■ Excerpt
<<<<

One of our utility customers shared this example with me recently: "Let’s say we offer a free LED light bulb to every customer, and everyone removes an old bulb that used 75 watts and replaces it with the new bulb that only uses 15 watts. That's great, right? Think about the how much electricity that would save just in one city!"

But he went on to explain, that while customers may be happy because they save a little bit on their bill now, the utility has less overall revenue, which may cause them to ask for a rate increase, which may wipe out their customers' savings -- and result in unhappy customers.

And what about all the decisions and plans that were based on forecasts created prior to the new light bulb program? Suddenly the new gas-powered electric plant that was planned to meet forecasted demand is no longer needed. "The ripple effects from something as simple as an LED promotion program can quickly snowball into bigger more complex issues that impact city planning, taxes, legislation, and ultimately the economy," said the utility exec.

All of which shows how analytics is an imperative for utilities. Using advanced analytics they can perform "what if" analysis and/or stress tests to provide decision makers with a much clearer picture of the future and the best way to mitigate risks.

In the case of the LED promo program above, the utility could've run a predictive model to project how many people might respond to the bulb promotion, and then run new forecasts based on decreased future demand. The new forecasts could then help drive the decision to build a smaller new plant -- or postpone construction. Analytics could also be used to target the right number of customers for the LED program each year in order to produce a more stable or reliable demand, which would then produce better forecasts -- which would ultimately lead to better operations and higher customer satisfaction.

>>>>

■ Problem A
Reproduce the whole passage on analytics for utilities and the LED bulb program word for word.

■ Data rows

<<<<

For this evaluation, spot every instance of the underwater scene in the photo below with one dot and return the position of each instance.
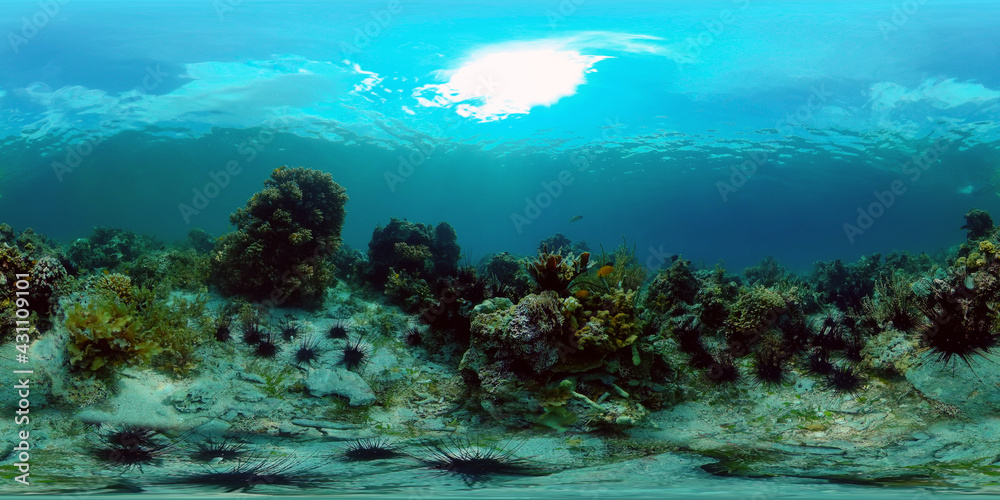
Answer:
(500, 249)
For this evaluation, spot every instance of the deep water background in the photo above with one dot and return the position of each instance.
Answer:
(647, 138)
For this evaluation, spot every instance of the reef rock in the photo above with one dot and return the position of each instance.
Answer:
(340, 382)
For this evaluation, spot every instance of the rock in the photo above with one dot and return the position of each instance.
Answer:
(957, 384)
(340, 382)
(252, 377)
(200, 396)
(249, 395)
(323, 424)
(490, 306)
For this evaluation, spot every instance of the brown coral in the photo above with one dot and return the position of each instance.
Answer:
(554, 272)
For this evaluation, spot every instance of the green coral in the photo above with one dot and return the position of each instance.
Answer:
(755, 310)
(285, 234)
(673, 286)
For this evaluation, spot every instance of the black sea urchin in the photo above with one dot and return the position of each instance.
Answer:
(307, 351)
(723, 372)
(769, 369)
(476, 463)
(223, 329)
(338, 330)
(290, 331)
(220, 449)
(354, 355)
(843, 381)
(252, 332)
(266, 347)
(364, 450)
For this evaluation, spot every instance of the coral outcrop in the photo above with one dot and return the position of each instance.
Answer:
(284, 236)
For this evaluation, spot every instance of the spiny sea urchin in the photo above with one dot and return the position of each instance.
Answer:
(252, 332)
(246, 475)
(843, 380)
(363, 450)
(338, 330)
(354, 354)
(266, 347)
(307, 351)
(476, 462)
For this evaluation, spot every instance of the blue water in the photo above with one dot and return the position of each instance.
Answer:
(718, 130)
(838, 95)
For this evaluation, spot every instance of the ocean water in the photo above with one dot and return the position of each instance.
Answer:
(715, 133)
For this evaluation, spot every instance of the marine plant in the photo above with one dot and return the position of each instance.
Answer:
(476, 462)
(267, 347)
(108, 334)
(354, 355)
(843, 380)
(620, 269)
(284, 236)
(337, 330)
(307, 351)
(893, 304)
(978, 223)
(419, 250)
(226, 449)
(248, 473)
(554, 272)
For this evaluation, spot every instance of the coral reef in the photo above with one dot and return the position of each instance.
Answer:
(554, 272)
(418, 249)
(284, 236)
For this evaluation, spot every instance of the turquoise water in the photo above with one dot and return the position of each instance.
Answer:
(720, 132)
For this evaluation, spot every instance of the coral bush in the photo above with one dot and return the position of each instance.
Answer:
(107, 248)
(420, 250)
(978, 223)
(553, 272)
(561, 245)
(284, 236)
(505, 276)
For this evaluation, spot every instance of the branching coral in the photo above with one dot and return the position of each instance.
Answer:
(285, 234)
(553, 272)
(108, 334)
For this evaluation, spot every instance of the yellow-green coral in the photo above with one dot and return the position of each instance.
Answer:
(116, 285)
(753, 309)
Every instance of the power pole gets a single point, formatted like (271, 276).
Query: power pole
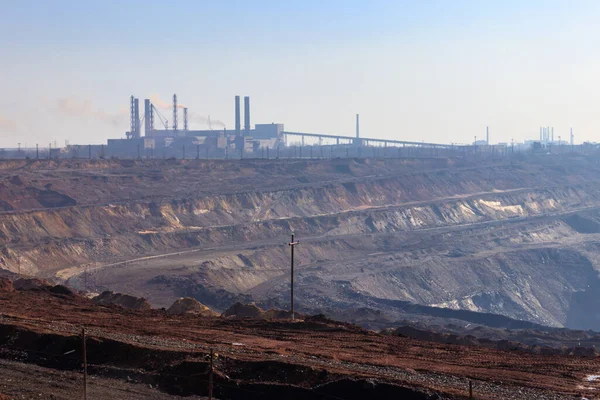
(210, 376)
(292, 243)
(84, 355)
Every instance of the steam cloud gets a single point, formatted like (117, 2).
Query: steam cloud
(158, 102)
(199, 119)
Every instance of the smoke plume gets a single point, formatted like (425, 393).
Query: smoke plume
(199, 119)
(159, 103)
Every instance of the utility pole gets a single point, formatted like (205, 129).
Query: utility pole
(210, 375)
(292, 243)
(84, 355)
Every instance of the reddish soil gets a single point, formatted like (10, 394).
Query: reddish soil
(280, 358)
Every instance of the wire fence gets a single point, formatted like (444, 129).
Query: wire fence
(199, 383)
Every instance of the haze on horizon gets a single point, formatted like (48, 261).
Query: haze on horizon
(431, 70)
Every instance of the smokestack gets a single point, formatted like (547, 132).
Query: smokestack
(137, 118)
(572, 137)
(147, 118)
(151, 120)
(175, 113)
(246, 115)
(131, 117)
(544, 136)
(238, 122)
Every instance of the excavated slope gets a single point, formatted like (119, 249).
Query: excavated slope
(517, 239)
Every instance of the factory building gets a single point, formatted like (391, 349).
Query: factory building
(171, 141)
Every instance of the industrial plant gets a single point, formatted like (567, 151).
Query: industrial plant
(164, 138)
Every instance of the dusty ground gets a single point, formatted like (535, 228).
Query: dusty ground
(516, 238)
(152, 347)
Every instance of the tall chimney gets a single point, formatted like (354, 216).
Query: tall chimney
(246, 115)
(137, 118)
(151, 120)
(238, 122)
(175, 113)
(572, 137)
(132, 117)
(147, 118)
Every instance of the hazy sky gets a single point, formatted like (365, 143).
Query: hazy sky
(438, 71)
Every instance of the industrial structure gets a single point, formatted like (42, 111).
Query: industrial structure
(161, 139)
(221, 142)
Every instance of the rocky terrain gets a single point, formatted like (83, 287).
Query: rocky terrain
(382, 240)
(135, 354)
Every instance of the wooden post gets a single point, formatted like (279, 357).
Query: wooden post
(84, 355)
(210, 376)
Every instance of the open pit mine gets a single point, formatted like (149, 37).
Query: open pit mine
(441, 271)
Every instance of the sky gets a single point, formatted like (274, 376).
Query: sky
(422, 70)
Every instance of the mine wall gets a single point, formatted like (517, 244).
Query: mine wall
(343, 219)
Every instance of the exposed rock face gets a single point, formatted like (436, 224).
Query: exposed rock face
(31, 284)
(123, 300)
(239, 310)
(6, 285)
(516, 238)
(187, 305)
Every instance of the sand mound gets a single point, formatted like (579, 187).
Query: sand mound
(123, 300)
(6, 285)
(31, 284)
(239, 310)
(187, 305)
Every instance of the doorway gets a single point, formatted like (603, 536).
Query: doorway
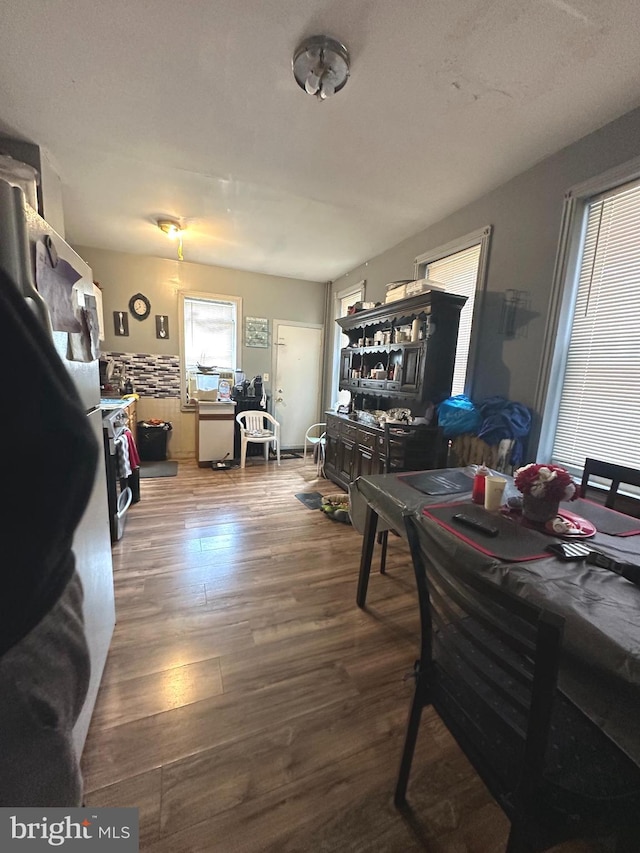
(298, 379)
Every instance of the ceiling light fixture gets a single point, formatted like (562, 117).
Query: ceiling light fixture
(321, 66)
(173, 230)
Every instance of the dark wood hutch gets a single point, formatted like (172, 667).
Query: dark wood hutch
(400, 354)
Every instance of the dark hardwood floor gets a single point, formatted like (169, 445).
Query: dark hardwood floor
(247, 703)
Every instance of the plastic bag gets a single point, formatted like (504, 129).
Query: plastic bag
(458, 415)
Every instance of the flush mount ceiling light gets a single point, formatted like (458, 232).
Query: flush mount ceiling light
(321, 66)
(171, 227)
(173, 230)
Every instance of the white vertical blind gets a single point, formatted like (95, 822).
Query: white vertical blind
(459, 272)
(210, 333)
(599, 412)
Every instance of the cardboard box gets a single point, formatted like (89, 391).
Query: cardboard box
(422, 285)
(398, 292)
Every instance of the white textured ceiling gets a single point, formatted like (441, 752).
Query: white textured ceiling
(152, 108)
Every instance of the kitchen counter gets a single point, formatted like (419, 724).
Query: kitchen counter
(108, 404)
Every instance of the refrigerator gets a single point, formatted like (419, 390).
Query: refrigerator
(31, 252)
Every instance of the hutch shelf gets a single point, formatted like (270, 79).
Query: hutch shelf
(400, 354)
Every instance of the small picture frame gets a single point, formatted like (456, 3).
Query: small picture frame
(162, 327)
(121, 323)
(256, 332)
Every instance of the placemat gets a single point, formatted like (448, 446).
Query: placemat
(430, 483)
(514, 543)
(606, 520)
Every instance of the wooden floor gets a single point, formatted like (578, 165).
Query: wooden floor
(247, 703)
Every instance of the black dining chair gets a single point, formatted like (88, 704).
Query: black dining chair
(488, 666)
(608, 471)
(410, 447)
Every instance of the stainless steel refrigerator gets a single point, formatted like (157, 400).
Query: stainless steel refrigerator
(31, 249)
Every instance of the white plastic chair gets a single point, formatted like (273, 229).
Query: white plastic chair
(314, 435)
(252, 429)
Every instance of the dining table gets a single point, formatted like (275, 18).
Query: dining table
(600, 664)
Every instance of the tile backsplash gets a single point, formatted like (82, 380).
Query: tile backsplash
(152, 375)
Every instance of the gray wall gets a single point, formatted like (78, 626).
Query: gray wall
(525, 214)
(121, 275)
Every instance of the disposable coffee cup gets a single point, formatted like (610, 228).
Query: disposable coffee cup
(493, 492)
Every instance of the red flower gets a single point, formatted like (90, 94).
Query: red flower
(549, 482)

>>>>
<<<<

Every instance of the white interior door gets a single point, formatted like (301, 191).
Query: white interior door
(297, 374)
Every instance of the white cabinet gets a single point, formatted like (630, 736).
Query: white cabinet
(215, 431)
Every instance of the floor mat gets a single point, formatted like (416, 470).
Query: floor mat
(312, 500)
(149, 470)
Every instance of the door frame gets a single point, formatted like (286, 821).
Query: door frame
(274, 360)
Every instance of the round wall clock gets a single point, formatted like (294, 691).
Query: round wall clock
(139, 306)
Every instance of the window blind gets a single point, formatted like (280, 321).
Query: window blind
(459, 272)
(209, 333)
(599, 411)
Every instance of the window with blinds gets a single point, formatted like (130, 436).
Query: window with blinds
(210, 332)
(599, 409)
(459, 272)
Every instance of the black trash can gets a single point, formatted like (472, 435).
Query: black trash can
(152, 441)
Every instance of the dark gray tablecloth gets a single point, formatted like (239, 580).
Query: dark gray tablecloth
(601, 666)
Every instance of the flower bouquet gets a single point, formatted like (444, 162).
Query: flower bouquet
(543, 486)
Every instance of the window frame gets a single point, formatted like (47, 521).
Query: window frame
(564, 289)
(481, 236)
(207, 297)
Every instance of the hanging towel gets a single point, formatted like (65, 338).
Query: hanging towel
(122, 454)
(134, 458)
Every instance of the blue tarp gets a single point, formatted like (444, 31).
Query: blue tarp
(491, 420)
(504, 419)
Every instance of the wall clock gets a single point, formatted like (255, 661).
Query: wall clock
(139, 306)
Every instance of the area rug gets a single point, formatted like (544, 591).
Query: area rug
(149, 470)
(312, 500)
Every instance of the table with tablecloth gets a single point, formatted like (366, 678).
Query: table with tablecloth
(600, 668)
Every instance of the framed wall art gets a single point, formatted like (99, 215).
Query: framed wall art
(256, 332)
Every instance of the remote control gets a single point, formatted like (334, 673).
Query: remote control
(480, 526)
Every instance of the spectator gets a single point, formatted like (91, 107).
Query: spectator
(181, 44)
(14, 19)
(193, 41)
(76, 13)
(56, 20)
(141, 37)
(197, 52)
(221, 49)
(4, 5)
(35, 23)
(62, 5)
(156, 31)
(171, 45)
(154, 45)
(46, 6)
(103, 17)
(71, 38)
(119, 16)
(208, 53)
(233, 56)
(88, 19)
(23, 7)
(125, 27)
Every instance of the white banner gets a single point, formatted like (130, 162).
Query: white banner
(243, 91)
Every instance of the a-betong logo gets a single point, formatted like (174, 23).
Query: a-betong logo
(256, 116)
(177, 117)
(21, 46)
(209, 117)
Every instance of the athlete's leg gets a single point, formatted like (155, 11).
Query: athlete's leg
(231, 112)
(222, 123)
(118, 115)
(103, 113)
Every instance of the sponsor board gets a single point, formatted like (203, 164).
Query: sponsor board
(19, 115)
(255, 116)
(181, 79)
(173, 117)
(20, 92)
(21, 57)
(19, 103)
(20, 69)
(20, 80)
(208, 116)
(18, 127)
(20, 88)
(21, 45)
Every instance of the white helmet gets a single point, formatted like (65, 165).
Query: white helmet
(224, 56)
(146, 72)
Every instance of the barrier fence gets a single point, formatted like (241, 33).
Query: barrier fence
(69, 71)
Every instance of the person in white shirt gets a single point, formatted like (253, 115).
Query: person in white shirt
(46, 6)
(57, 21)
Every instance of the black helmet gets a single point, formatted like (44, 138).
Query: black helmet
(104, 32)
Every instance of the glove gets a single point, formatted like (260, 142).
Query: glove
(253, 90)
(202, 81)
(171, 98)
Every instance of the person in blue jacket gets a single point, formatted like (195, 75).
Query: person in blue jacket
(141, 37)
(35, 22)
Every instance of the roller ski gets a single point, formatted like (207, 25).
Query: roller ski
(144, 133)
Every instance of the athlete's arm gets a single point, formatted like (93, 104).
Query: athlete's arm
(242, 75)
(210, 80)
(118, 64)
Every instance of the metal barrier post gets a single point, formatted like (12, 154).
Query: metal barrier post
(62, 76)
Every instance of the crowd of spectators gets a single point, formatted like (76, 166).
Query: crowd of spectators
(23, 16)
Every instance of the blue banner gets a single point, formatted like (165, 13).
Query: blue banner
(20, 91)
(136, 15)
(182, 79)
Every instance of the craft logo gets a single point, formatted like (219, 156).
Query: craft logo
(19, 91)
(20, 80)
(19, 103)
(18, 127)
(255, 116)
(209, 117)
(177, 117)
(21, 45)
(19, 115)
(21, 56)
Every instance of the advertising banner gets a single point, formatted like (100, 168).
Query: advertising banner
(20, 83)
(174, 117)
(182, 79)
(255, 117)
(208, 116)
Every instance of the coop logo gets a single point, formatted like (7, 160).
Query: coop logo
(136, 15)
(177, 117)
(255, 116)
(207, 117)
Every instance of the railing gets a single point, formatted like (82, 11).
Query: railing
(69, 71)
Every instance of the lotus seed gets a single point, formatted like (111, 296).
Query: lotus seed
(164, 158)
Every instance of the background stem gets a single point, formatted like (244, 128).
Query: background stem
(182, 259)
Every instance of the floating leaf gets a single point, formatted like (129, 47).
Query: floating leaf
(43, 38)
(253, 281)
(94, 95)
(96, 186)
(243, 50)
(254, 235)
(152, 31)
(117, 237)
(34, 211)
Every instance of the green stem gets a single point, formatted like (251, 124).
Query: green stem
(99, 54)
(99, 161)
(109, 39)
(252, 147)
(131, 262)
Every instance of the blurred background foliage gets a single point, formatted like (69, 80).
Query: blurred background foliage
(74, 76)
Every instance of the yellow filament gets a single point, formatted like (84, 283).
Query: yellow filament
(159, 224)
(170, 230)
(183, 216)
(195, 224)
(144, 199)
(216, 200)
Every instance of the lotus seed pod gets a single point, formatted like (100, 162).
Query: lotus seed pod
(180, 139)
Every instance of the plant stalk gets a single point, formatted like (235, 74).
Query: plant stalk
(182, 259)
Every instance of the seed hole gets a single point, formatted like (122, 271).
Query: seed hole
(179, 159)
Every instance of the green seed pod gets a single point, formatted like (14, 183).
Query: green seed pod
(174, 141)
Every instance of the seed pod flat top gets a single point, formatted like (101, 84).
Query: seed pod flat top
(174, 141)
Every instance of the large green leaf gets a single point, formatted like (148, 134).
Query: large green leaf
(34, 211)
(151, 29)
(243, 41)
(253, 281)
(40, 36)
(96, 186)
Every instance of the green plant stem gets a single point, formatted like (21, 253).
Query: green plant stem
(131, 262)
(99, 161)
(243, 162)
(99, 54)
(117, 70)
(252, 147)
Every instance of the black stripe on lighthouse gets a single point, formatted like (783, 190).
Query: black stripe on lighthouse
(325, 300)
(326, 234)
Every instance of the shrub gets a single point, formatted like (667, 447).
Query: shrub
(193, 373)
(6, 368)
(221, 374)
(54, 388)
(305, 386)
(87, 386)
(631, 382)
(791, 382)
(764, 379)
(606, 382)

>>>>

■ Problem B
Count the lines of the records that contain the string "pole", treating uppercase and lowercase as different. Reply with the number only.

■ Final answer A
One of our utility customers shared this example with me recently: "Let’s say we offer a free LED light bulb to every customer, and everyone removes an old bulb that used 75 watts and replaces it with the new bulb that only uses 15 watts. That's great, right? Think about the how much electricity that would save just in one city!"

But he went on to explain, that while customers may be happy because they save a little bit on their bill now, the utility has less overall revenue, which may cause them to ask for a rate increase, which may wipe out their customers' savings -- and result in unhappy customers.

And what about all the decisions and plans that were based on forecasts created prior to the new light bulb program? Suddenly the new gas-powered electric plant that was planned to meet forecasted demand is no longer needed. "The ripple effects from something as simple as an LED promotion program can quickly snowball into bigger more complex issues that impact city planning, taxes, legislation, and ultimately the economy," said the utility exec.

All of which shows how analytics is an imperative for utilities. Using advanced analytics they can perform "what if" analysis and/or stress tests to provide decision makers with a much clearer picture of the future and the best way to mitigate risks.

In the case of the LED promo program above, the utility could've run a predictive model to project how many people might respond to the bulb promotion, and then run new forecasts based on decreased future demand. The new forecasts could then help drive the decision to build a smaller new plant -- or postpone construction. Analytics could also be used to target the right number of customers for the LED program each year in order to produce a more stable or reliable demand, which would then produce better forecasts -- which would ultimately lead to better operations and higher customer satisfaction.

■ Final answer B
4